(Object pointing dataset rows)
↓↓↓
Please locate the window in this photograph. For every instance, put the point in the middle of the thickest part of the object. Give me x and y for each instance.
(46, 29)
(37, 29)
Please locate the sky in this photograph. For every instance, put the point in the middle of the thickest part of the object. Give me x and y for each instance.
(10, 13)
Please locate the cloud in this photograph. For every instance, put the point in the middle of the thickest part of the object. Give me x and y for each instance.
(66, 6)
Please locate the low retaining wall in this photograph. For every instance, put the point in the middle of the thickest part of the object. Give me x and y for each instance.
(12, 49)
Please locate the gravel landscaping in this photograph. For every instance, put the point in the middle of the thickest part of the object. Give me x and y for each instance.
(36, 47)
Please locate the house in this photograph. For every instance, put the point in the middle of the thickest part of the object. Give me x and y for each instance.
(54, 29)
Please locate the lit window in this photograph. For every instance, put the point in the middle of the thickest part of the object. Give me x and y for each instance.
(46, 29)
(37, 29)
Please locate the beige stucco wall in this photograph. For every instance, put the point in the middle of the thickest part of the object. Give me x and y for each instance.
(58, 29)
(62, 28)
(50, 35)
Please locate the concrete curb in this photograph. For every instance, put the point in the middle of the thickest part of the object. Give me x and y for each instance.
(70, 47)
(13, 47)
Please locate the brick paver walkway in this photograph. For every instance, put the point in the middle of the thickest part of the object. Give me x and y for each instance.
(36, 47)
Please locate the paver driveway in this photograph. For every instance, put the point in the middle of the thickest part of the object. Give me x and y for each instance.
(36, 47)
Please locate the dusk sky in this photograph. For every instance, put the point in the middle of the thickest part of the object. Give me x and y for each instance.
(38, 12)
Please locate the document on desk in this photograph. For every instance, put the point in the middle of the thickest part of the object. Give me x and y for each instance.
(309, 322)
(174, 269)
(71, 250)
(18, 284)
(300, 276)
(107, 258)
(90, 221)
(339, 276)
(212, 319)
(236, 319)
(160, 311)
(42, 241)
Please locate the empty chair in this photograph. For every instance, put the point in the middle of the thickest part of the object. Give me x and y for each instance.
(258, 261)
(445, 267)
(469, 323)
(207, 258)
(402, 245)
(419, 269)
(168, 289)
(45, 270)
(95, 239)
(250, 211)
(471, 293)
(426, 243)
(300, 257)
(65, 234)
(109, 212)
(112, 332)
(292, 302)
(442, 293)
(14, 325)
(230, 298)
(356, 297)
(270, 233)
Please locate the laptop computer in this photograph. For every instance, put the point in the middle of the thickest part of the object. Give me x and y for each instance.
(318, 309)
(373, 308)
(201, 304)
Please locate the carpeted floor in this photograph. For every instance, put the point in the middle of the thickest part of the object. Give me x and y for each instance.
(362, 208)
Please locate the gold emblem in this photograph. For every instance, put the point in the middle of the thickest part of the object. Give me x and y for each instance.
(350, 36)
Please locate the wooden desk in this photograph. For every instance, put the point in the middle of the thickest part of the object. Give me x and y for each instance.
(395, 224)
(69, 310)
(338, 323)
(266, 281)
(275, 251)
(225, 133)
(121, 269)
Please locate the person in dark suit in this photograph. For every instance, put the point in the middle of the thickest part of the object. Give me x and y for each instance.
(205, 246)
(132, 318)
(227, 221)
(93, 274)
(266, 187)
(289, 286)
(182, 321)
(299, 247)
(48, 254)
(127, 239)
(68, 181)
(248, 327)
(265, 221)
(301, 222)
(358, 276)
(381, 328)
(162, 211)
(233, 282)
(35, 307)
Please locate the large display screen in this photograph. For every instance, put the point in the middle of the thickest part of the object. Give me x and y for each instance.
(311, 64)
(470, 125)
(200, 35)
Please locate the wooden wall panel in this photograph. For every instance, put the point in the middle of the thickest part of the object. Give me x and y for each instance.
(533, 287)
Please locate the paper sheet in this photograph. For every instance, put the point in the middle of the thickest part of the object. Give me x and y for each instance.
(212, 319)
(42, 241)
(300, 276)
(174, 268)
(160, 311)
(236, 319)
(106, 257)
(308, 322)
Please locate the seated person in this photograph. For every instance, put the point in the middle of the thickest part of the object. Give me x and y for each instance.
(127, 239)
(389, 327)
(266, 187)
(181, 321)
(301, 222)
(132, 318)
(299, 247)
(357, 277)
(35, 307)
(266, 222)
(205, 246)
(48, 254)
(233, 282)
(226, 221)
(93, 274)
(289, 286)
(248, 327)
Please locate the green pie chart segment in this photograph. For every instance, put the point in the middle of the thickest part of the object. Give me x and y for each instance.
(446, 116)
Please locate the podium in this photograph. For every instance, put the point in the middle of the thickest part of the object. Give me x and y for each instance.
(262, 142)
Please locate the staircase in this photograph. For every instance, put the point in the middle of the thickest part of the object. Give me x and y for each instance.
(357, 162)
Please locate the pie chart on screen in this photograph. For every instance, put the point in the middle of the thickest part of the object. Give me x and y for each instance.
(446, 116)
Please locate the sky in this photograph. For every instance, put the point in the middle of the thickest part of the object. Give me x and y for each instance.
↑↑↑
* **Exercise directions**:
Locate "Please locate the podium" in the material, then quote the line that contains it and all lines after it through the final one.

* **Solution for this exercise**:
Please locate the podium in this photograph. For every instance, put the point in the middle of the thickest part of the object. Give me x and y for each instance.
(262, 142)
Please locate the staircase in this photograph. For every instance, put the point in the middle of the thickest part of the object. Give me x and y for each instance.
(357, 162)
Please locate the pie chart on screen in this photograph. For every instance, put the point in the middle of the thickest part of the object. Give me x and y for each instance.
(446, 116)
Please locate the sky in this photograph. For every instance, put the point in the middle of the thickest part of the object. Give me x and y for each instance.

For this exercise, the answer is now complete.